In the records below, how many lines contain the string "carport"? Reply with the number alone.

:: INFORMATION PROVIDED

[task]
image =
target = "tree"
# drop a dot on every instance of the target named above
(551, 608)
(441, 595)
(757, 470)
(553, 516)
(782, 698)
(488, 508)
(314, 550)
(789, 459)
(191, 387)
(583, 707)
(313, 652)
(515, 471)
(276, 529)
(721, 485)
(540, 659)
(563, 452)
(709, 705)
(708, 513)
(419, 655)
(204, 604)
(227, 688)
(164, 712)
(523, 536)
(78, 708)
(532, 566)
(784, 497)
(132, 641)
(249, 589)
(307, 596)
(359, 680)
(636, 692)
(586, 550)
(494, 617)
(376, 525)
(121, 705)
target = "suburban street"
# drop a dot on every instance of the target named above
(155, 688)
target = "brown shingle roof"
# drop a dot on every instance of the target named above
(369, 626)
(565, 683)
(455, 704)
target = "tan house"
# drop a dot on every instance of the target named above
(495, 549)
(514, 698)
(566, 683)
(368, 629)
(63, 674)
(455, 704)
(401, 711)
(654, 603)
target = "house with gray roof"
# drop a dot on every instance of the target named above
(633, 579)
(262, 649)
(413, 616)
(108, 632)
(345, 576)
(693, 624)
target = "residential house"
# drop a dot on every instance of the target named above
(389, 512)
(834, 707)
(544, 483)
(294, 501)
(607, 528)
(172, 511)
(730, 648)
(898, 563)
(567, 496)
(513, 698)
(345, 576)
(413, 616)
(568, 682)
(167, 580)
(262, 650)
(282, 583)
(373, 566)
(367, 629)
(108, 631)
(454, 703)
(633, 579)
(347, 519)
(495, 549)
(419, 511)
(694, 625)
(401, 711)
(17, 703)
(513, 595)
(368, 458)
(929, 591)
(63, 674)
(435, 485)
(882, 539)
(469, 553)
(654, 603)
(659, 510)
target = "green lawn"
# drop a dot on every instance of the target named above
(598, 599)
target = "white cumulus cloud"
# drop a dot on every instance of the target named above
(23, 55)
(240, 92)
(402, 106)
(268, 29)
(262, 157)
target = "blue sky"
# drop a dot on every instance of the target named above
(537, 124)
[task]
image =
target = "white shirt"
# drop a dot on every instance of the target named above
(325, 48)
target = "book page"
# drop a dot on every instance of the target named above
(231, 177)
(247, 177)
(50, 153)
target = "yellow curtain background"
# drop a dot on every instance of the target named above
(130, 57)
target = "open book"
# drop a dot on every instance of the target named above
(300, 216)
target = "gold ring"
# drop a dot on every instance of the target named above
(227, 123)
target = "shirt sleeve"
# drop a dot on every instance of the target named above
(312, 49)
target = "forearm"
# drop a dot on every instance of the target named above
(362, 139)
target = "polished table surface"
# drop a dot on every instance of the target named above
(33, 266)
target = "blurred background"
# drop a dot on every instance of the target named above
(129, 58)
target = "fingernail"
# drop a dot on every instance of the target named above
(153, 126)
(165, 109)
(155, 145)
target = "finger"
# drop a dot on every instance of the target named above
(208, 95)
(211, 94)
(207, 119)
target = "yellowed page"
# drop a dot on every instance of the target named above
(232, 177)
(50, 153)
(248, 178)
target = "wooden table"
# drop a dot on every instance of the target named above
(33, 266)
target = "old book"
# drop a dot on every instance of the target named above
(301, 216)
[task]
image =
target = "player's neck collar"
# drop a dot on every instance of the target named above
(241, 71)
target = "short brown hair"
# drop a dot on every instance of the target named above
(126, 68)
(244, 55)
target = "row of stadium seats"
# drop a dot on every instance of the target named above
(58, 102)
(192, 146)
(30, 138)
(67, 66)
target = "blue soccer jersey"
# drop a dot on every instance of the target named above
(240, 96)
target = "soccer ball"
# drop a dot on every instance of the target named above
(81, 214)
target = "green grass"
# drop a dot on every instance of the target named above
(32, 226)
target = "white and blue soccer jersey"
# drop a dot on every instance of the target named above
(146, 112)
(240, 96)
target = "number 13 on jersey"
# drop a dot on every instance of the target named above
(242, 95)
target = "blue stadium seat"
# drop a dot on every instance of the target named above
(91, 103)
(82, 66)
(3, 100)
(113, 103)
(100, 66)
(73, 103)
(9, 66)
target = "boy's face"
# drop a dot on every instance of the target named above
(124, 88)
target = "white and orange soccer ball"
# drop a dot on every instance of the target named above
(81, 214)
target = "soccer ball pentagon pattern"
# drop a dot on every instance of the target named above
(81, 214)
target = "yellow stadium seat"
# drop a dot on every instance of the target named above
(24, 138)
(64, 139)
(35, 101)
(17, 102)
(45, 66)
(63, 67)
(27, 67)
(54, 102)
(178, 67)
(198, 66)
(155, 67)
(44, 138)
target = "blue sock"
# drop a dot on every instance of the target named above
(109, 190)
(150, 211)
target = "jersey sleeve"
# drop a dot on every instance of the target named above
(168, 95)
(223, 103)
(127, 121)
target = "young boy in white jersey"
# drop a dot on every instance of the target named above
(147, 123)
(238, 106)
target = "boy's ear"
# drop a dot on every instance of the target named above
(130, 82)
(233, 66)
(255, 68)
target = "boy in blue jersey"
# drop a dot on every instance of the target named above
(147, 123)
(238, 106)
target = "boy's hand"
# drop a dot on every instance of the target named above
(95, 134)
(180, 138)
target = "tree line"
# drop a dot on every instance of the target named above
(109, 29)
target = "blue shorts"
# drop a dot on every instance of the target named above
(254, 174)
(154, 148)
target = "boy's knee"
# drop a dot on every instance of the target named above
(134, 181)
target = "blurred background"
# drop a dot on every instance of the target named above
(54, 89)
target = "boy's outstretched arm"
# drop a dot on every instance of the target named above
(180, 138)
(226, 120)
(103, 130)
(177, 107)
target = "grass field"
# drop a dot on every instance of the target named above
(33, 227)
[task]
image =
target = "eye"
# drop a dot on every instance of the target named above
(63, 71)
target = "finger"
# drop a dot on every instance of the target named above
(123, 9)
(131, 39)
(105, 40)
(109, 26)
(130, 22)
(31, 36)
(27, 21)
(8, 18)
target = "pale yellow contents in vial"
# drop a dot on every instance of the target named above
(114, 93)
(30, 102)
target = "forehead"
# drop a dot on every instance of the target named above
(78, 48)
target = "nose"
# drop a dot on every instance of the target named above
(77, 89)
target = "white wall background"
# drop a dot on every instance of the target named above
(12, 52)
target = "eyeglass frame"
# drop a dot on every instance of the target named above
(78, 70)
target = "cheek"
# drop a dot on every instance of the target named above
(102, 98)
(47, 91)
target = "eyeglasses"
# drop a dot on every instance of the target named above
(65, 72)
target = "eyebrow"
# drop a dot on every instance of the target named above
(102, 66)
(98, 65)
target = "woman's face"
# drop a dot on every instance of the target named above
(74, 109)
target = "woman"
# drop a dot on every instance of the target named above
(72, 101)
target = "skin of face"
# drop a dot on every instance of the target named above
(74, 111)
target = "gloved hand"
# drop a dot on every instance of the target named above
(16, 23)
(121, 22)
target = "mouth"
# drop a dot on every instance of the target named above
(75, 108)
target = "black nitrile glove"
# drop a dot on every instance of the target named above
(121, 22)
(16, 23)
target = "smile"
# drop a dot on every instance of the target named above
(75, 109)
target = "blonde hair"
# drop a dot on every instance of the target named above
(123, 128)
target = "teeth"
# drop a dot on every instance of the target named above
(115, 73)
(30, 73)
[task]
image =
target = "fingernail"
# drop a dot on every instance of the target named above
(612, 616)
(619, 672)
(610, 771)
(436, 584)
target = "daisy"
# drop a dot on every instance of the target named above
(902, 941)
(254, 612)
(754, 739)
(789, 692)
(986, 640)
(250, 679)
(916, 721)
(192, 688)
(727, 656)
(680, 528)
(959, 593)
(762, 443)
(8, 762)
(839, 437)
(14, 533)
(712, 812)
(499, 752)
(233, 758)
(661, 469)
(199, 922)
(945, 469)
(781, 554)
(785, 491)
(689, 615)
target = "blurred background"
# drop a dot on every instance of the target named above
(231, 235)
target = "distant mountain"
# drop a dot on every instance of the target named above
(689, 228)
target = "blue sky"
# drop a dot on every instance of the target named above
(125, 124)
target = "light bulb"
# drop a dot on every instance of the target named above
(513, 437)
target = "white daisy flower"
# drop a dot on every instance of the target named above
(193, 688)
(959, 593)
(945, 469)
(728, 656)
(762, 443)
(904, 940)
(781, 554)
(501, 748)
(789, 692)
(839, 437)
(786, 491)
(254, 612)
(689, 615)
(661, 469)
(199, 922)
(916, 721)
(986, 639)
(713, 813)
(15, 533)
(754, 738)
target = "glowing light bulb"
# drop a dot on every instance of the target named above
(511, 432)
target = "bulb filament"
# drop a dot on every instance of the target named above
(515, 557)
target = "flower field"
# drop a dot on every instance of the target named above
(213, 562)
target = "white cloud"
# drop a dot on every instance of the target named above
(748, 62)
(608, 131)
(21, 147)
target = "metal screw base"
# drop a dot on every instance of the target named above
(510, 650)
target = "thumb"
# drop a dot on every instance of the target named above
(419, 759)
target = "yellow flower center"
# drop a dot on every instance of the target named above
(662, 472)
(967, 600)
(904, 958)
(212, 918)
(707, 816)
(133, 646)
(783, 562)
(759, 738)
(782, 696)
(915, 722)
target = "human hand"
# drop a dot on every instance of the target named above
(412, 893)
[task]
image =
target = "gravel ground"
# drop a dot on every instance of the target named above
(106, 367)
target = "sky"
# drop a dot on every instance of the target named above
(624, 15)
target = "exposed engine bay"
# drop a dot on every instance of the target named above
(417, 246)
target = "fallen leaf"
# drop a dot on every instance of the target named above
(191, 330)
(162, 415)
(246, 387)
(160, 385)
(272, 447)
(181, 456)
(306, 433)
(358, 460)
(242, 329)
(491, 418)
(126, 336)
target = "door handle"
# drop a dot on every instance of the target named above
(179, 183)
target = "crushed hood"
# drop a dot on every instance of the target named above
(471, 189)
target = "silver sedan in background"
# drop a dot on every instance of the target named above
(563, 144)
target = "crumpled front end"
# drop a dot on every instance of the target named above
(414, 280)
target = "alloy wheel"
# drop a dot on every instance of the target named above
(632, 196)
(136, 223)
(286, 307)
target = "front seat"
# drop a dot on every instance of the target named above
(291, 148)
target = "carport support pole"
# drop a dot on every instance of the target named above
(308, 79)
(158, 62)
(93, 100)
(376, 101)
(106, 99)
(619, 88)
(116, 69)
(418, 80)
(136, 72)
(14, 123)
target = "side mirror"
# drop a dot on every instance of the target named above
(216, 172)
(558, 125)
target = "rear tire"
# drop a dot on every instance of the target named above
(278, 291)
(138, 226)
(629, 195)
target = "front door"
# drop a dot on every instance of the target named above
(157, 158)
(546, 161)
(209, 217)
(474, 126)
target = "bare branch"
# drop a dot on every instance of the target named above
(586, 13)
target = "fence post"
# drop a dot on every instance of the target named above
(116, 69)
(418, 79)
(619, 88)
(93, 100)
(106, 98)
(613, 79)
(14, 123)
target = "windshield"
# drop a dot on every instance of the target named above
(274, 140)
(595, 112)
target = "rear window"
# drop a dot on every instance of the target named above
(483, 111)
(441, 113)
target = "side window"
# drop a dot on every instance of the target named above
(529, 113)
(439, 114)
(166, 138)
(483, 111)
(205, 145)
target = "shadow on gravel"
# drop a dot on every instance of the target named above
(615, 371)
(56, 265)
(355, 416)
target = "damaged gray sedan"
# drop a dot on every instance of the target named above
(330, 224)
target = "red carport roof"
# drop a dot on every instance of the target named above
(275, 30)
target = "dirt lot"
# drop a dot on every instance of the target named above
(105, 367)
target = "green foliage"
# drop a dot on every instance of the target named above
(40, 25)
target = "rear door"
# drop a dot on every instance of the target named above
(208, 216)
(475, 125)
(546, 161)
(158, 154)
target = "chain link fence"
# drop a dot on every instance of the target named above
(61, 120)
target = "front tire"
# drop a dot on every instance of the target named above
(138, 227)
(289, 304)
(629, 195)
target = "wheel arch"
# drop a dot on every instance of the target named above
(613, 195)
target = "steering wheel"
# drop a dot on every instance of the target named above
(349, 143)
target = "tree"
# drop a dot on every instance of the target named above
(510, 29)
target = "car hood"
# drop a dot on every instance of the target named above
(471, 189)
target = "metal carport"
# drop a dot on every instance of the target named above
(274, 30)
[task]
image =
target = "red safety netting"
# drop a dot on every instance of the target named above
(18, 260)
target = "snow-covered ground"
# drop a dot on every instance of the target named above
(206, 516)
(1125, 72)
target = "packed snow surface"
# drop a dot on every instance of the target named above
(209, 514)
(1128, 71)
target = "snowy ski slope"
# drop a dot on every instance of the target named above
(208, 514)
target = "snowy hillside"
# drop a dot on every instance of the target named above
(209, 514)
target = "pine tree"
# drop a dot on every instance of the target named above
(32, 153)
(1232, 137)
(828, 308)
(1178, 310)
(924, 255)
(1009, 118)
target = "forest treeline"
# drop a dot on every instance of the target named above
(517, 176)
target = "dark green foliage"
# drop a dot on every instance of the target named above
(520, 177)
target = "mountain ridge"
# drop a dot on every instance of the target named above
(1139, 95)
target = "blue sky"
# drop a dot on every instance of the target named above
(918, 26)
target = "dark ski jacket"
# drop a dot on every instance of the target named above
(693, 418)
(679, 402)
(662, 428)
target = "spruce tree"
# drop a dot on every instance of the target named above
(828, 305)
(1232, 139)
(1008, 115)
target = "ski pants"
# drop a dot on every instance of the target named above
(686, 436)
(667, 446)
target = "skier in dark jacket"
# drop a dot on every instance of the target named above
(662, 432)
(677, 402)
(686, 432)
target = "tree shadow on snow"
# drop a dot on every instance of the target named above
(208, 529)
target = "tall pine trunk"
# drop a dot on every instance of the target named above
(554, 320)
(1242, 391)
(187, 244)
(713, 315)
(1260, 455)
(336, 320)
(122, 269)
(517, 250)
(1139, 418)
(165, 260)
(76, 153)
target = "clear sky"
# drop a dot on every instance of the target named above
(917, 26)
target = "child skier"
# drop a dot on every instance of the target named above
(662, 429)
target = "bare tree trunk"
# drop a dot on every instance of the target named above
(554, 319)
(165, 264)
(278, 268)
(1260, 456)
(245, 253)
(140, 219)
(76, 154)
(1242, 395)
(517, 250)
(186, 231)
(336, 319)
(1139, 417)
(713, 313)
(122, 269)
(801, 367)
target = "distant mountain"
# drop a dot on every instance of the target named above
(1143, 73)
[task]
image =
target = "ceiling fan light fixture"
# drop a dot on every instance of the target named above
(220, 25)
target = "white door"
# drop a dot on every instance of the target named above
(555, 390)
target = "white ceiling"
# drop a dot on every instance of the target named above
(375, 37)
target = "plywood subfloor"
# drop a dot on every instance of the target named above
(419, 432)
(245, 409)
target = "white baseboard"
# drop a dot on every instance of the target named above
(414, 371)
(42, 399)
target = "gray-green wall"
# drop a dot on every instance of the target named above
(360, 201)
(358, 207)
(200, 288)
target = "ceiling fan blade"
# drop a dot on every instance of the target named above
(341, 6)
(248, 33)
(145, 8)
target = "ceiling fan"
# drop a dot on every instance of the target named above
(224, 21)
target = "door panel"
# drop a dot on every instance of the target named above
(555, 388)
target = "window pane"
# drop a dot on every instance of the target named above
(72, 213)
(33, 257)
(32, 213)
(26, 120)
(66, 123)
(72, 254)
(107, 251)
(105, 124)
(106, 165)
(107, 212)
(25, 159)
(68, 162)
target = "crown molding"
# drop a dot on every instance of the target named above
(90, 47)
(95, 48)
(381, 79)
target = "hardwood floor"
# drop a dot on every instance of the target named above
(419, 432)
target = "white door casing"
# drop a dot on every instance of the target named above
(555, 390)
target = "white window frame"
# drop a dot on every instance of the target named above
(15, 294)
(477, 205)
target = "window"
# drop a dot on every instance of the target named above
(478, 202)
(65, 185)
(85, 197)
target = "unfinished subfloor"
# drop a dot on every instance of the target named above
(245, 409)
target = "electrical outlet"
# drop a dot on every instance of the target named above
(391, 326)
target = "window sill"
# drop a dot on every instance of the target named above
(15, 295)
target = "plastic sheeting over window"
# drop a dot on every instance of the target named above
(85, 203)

::::

**ANSWER TO THE TASK**: 3